**Data excerpts**
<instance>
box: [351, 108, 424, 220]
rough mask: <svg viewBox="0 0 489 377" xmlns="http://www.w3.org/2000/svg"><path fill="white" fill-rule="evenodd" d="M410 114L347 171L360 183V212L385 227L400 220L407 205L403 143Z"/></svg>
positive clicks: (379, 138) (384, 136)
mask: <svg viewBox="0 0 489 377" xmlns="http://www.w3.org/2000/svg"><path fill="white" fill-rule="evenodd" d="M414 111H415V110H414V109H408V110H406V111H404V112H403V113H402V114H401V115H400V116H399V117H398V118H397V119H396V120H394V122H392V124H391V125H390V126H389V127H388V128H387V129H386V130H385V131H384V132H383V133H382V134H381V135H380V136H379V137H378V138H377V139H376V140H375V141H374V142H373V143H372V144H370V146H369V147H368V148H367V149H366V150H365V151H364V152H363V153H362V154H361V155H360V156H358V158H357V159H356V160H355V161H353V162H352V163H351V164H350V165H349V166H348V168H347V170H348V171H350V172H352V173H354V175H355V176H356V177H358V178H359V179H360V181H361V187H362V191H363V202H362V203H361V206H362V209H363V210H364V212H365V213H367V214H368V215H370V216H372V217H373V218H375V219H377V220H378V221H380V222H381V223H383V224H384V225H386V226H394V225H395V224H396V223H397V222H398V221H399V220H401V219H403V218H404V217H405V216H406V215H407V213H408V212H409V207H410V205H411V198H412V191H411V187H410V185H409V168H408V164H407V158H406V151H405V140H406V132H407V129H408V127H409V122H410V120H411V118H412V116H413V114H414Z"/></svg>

**Exercise goal**
Go through the listing above and write out exactly the lines starting with the one holding "box: [351, 108, 424, 220]" and running through the one holding "rough mask: <svg", ends included, and no others.

**The completed task**
box: [351, 108, 424, 220]
rough mask: <svg viewBox="0 0 489 377" xmlns="http://www.w3.org/2000/svg"><path fill="white" fill-rule="evenodd" d="M410 114L347 171L360 183V212L385 227L400 220L407 205L403 143Z"/></svg>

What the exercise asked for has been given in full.